======== Data supplied ========

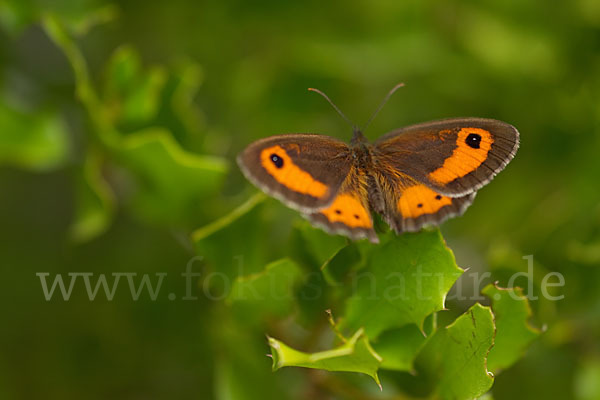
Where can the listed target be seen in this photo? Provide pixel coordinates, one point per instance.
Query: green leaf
(513, 332)
(406, 279)
(454, 358)
(338, 266)
(270, 291)
(131, 94)
(33, 141)
(398, 347)
(226, 245)
(315, 245)
(95, 202)
(355, 355)
(171, 182)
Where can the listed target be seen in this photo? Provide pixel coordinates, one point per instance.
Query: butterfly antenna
(334, 106)
(385, 100)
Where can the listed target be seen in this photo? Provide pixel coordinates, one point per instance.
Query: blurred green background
(110, 169)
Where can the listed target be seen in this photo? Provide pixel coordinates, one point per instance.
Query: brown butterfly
(414, 176)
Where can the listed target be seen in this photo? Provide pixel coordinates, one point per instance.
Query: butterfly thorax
(361, 151)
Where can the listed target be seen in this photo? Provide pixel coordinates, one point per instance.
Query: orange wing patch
(473, 145)
(418, 200)
(281, 167)
(348, 210)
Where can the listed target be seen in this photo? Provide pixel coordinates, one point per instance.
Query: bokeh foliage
(119, 124)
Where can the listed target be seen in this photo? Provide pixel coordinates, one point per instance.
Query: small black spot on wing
(278, 161)
(473, 140)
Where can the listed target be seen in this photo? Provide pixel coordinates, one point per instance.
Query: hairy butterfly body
(415, 176)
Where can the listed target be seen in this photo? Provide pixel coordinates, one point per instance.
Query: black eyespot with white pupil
(278, 161)
(473, 140)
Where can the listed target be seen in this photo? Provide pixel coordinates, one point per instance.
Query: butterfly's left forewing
(454, 157)
(427, 173)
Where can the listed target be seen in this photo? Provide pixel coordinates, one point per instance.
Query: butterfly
(418, 175)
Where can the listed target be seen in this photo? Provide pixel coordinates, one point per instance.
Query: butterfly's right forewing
(302, 170)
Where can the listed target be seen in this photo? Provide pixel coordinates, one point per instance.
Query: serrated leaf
(406, 279)
(454, 358)
(94, 202)
(270, 291)
(355, 355)
(171, 182)
(33, 141)
(513, 332)
(398, 347)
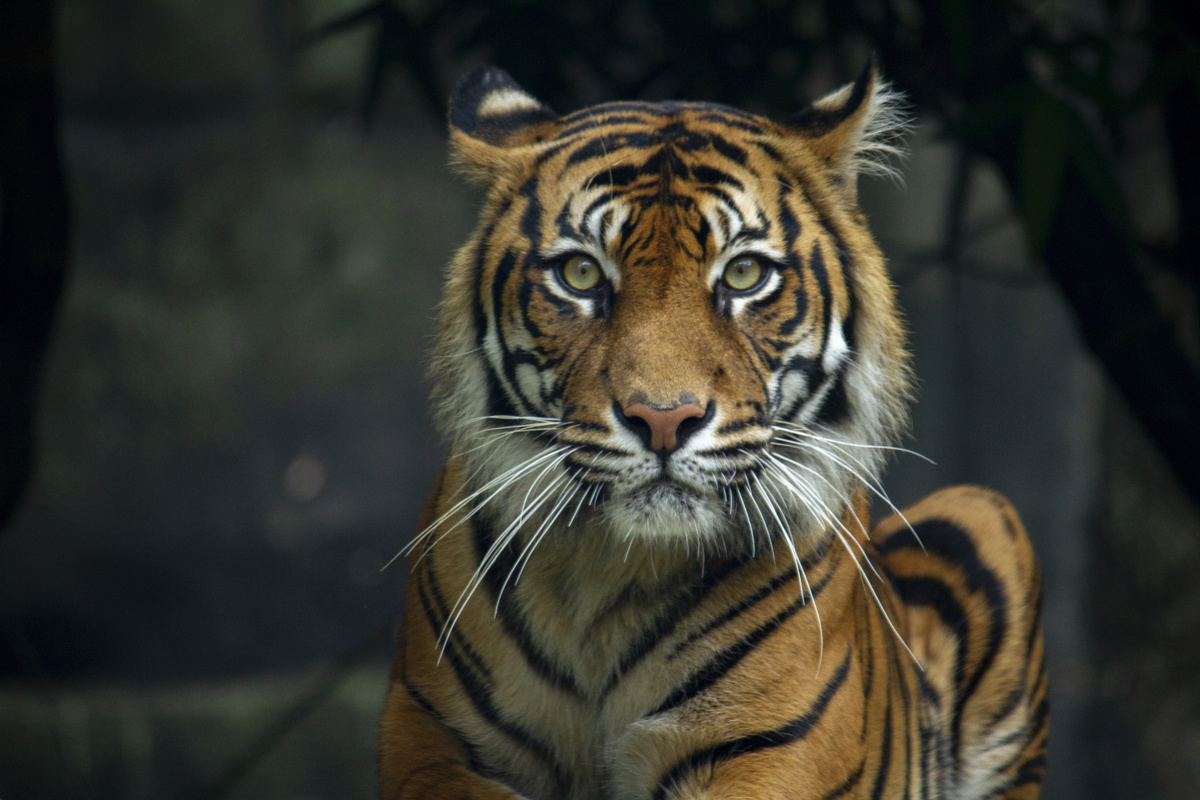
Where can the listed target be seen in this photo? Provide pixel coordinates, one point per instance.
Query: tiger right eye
(582, 272)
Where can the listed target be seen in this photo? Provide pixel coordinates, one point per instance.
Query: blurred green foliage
(1045, 91)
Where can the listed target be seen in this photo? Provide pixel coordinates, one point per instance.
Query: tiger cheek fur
(670, 365)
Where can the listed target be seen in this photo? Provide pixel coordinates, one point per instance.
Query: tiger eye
(582, 272)
(743, 272)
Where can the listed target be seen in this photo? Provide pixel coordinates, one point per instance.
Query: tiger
(670, 368)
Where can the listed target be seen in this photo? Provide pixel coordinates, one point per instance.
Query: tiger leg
(971, 589)
(420, 756)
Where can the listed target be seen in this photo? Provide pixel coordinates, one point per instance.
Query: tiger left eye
(582, 272)
(742, 274)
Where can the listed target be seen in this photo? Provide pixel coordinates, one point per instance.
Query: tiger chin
(670, 367)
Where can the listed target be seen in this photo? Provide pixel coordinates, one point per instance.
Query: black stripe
(726, 660)
(885, 764)
(835, 404)
(750, 600)
(951, 542)
(785, 734)
(733, 152)
(479, 695)
(652, 635)
(513, 618)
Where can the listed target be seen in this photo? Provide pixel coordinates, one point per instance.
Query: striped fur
(589, 617)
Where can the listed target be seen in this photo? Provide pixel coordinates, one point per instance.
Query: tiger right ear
(857, 128)
(490, 116)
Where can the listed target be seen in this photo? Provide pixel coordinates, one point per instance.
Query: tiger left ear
(490, 116)
(857, 128)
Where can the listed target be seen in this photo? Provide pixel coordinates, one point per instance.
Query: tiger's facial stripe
(664, 206)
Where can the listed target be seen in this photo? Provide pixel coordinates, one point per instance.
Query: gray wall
(234, 438)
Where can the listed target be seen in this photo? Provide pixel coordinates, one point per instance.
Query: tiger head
(671, 324)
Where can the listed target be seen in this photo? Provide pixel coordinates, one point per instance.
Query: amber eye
(743, 274)
(582, 272)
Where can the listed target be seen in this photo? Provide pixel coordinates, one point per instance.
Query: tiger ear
(857, 128)
(490, 116)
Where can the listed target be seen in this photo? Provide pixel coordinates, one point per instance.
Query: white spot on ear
(507, 101)
(879, 143)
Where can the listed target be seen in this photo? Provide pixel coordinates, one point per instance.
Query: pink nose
(664, 425)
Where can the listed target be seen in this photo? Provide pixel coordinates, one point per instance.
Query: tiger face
(671, 325)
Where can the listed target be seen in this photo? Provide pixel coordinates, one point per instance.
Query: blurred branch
(1023, 84)
(34, 226)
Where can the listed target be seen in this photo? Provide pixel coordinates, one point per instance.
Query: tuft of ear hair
(859, 128)
(491, 115)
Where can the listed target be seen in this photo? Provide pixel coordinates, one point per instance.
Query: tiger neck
(582, 601)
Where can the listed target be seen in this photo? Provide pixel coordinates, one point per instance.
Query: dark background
(222, 232)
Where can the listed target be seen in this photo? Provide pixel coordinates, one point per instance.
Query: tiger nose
(664, 423)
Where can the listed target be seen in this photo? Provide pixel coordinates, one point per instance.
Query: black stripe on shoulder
(946, 540)
(789, 733)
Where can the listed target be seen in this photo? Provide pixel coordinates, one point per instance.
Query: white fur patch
(507, 101)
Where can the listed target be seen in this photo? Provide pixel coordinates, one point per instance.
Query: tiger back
(670, 367)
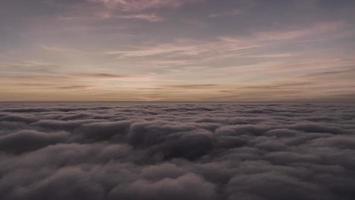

========

Your task: Return every line that contains the string "green". Case counts.

Solution to this task:
Query: green leaf
Query: blurred green background
Query: blurred green foliage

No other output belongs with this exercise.